# DAFTAR TUGAS
A) Jawab pertanyaan berikut berdasarkan berita APEI tentang skema power wheeling:
(i) Pada hari dan tanggal berapa APEI mendatangi Gedung MPR/DPR/DPD RI?
(ii) Aspirasi APEI berkaitan dengan pembentukan RUU apa?
(iii) Siapa dua anggota APEI yang mengantar langsung surat aspirasi?
B) Tulis kelanjutan berita APEI tentang penolakan skema power wheeling, dimulai setelah kalimat terakhir yang tercantum.

Tolak Skema Power Wheeling, APEI Sampaikan Aspirasi ke DPR


Jakarta, OG Indonesia --
Asosiasi Pengamat Energi Indonesia (APEI) yang menaungi para pengamat energi di Indonesia pada hari ini, Selasa (24/1/2023) mendatangi Gedung MPR/DPR/DPD RI Jakarta untuk menyampaikan aspirasi kepada DPR RI terkait Pembentukan Rancangan Undang Undang (RUU) Energi Baru dan Energi Terbarukan (EBET). 

Aspirasi disampaikan dalam surat aspirasi yang diantar langsung oleh beberapa anggota APEI seperti Marwan Batubara (Direktur Eksekuti IRESS) dan Defiyan Cory (Ekonom Konstitusi). Surat aspirasi tersebut juga ditandatangani oleh anggota APEI lainnya seperti Sofyano Zakaria (Pusat Studi Kebijakan Publik, Puskepi), Ferdinan Hutahaean (Energy Watch Indonesia, EWI), Salamudin Daeng (AEPI), M. Kholid Syeirazi (Center for Energy Policy, CEP), Abra Talattov (INDEF), Tulus Abadi (YLKI), Ali Achmudi Achyak (Center for Energy Security Studies, CESS).

# BAHAN TERKUMPUL
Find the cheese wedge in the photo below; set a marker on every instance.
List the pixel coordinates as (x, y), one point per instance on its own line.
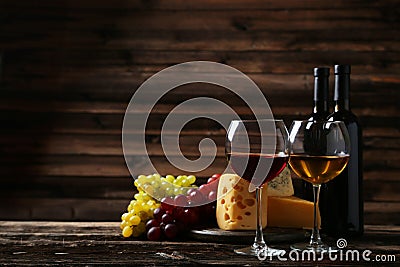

# KUNCI JAWABAN
A)
(i) Selasa, 24/1/2023
(ii) RUU Energi Baru dan Energi Terbarukan (EBET)
(iii) Marwan Batubara dan Defiyan Cory

B)
Marwan Batubara mengatakan, dalam beberapa minggu ke depan DPR dan pemerintah akan melanjutkan pembahasan Rancangan Undang Undang (RUU) Energi Baru dan Energi Terbarukan (EBET). "Sehubungan dengan itu, kami dari berbagai kalangan masyarakat dengan ini menyampaikan aspirasi agar pembahasan RUU tersebut dilakukan sesuai konstitusi dan ketentuan yang diperintahkan UU No.13/2022 tentang Pembentukan Peraturan Perundang-Undangan (P3)," tutur Marwan.

"Kami memahami bahwa pembahasan RUU EBET perlu mengakomodasi kepentingan berbagai pihak atau stakeholders. Namun kepentingan tersebut perlu tetap memperhatikan kepentingan strategis negara, kelangsungan pelayanan listrik nasional dan tarif listrik yang terjangkau bagi seluruh rakyat. Oleh sebab itu, berbagai ketentuan RUU EBET harus dibahas secara komprehensif dan transparan, serta bebas dari kepentingan dan agenda sempit yang hanya menguntungkan kalangan tertentu," sambungnya.

Salah satu ketentuan yang menjadi perhatian APEI adalah tentang skema power wheeling. Dalam naskah akhir RUU EBET yang dikirimkan Pemerintah kepada DPR pada 29 November 2022, skema power wheeling yang sempat muncul, sudah tidak lagi tercantum dalam Daftar Inventarisasi Masalah (DIM). 

"Namun dalam pembahasan lanjutan RUU beberapa minggu ke depan, berkembang informasi bahwa skema power wheeling akan kembali dibahas dan masuk dalam UU EBET. Hal ini menjadi perhatian masyarakat dan harus dicegah," ungkap Marwan.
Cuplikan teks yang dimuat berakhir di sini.